* What is required
Output all of the data exactly as it appears, but leave out any pictures it contains.

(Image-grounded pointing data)

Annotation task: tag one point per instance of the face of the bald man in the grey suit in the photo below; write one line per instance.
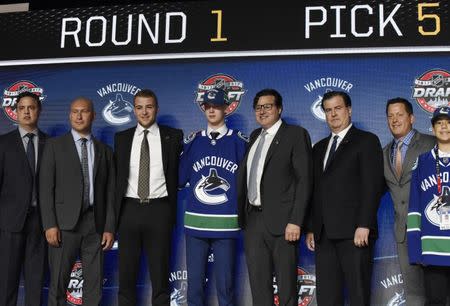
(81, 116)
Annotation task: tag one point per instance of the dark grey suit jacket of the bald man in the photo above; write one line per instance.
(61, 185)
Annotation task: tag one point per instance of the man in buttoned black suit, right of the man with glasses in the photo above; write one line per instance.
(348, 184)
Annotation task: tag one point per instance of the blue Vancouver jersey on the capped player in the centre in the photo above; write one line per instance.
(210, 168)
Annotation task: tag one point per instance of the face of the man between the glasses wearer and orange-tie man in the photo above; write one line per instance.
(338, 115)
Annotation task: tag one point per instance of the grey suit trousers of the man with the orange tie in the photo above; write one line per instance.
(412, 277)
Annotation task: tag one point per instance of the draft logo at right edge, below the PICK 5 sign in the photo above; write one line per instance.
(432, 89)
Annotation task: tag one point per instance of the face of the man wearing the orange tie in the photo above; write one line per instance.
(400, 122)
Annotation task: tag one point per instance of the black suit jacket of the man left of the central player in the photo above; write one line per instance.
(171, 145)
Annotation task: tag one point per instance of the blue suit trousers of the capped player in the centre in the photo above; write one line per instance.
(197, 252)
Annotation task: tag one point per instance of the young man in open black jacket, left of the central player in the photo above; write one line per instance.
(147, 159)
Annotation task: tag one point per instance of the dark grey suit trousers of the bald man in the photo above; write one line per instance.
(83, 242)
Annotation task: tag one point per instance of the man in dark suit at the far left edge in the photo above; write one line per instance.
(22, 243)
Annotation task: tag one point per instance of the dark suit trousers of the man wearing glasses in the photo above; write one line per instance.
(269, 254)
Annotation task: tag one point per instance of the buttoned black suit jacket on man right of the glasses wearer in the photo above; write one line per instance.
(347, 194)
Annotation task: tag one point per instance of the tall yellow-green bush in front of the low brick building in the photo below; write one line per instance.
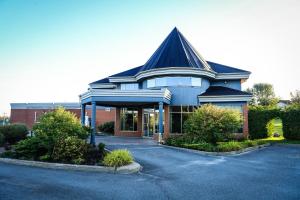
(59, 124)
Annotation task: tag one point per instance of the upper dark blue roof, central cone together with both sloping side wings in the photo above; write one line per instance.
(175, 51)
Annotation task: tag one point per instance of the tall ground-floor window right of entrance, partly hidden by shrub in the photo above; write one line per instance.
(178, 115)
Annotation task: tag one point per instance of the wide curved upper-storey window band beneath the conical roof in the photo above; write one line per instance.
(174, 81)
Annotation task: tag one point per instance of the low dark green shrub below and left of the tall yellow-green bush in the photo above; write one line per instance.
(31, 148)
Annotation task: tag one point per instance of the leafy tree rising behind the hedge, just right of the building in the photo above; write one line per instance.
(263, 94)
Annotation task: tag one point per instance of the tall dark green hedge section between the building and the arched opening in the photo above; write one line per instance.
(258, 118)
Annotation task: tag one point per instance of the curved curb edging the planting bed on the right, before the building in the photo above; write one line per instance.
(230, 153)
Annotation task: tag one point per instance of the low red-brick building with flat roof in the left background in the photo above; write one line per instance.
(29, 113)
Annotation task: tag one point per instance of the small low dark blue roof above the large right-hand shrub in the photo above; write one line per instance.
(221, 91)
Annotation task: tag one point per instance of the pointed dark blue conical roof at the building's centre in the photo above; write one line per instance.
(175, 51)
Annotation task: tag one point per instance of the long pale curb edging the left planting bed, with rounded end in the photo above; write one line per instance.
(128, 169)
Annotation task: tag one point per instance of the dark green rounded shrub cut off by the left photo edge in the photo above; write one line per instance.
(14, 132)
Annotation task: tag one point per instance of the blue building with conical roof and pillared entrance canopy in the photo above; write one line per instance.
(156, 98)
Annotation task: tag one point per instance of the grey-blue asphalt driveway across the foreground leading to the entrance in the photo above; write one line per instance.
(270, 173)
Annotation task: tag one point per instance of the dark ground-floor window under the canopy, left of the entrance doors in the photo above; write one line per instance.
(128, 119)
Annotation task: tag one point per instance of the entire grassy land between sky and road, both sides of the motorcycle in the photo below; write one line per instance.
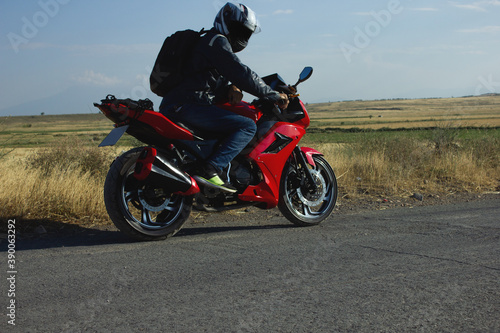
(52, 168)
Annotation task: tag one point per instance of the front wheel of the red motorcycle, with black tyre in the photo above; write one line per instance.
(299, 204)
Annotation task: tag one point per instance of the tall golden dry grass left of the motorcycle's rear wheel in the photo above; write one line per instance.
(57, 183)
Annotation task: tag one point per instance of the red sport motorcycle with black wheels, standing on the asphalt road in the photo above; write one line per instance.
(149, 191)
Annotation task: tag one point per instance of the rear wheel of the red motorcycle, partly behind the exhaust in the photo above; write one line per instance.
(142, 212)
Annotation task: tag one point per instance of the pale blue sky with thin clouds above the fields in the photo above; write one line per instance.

* Exercise output
Annotation task: tag one point per instance of the face of the bald man in the grey suit in the photo below; write one line per instance.
(81, 116)
Annotation task: tag one point per instance of the dark grey suit jacket of the bald man in the photo above; write one line per instance.
(61, 185)
Annotation task: tag one point per instance of the man in buttoned black suit, right of the man with glasses in the photo above; write one line per instance.
(348, 184)
Annotation task: tag one point per instance of the blue Vancouver jersey on the capped player in the centre in the photo above; write one line per instance.
(210, 168)
Annotation task: tag one point per instance of the face of the man between the glasses wearer and orange-tie man in the photo above; write one line per instance.
(338, 115)
Annotation task: tag one point per instance of the grey suit trousers of the man with the orange tie in the photo above; write one line per instance.
(412, 277)
Annotation task: tag one point per instance of the draft logo at right edge, below the PICK 5 sign in the photo above; write one line per instance.
(432, 89)
Annotation task: tag one point per instance of the face of the man wearing the orange tie in the photo above; write one line per instance.
(400, 122)
Annotation task: tag one point per instance of the black suit jacket of the man left of the central player in the photo above; write one line per instance.
(171, 145)
Annotation task: tag one point per instance of the blue suit trousers of the capped player in the centre in the photo above; write one line per instance.
(197, 252)
Annotation task: tag one point per instance of the young man in open black jacket, left of the central player in the photo above; write one line per instance.
(147, 159)
Annotation task: tag one point per instance of the dark grey suit trousers of the bald man in the photo above; write one line per instance.
(83, 242)
Annotation task: tag one point per instance of the man in dark suit at the far left edge in the photo above; write one line per instance.
(22, 243)
Annotation task: tag one point per instance of the dark suit trousers of the man wearing glasses in the photo above; write one line per instance.
(269, 254)
Annotation task: tag one point per instance of the buttoned black suit jacket on man right of the glasses wearer in the photo above; write one line per instance.
(347, 194)
Annotation task: tag one point per instance of the tall yellow-green bush in front of the low brick building in the photo below; write one line per instance.
(59, 124)
Annotation task: tag one point per instance of the upper dark blue roof, central cone together with both sloping side wings in the photo above; write one line per instance.
(175, 51)
Annotation task: tag one point per instance of the tall ground-floor window right of entrance, partly hidden by shrub in the photo above; write one line per instance.
(178, 115)
Annotation task: tag one point per instance of the wide curved upper-storey window band beneath the conical roof in the photo above; write one line per instance.
(174, 81)
Annotation task: tag one point per instance of the low dark green shrub below and left of the tall yellow-green bush in the photo above; write one line per instance.
(31, 148)
Annotation task: tag one point per instance of the leafy tree rising behind the hedge, just right of the building in the photo above; write one line per instance.
(263, 94)
Annotation task: tag one point per instance of the tall dark green hedge section between the building and the arched opening in the photo above; write one line per instance.
(258, 118)
Annotation task: tag one point per instance of the curved curb edging the planting bed on the right, before the building in the photo above; write one line per instance.
(230, 153)
Annotation task: tag one point per instance of the low red-brick building with flat roof in the left background in the photo above; write one line per instance.
(29, 113)
Annotation task: tag one point per instance of the small low dark blue roof above the large right-hand shrub in the photo above; write one line per instance.
(221, 91)
Annotation task: tag one point per instance of the pointed dark blue conical roof at the building's centre in the photo above; write one line per instance.
(175, 51)
Annotation task: tag one point per instance of the long pale curb edging the left planting bed, with rounded end in the photo above; write one line per instance.
(128, 169)
Annotation task: tag one point per instance of the dark green rounded shrub cut off by the left photo edge in the photo above; write one line per instance.
(14, 132)
Annotation task: tag one point per instance of the blue building with conical roof and pillared entrance canopy in the photo above; write one line per instance.
(156, 98)
Annotation task: tag one point per instance of the grey-blue asphalt driveway across the foreground leading to the entrance in the photo above; write one line per instance.
(270, 173)
Annotation task: tag one point per instance of the dark ground-floor window under the canopy, left of the entrance doors in the photo above; write one line per instance.
(128, 119)
Annotation task: tag one point per instance of the entire grassy land between sky and road, both sides of the motorcycle in the photo below; write one line per instance.
(52, 168)
Annotation task: tag one point per instance of the front wheel of the red motorcycle, with black tyre in the photo above; write one line per instance.
(299, 204)
Annotation task: tag one point per instance of the tall golden dry grass left of the motorcycle's rear wheel in the photo above; write one line per instance.
(57, 183)
Annotation task: tag one point per instance of the red sport motorcycle with black wheels, standing on the asphalt road in the photo above; write one line per instance.
(149, 191)
Annotation task: tag one point per instance of the rear wheel of the red motorcycle, partly behind the exhaust in the photo above; write one line per instance.
(142, 212)
Annotation task: tag one point per instance of the pale blue sky with thin clouds above the fields in the photo above; write one line per instance.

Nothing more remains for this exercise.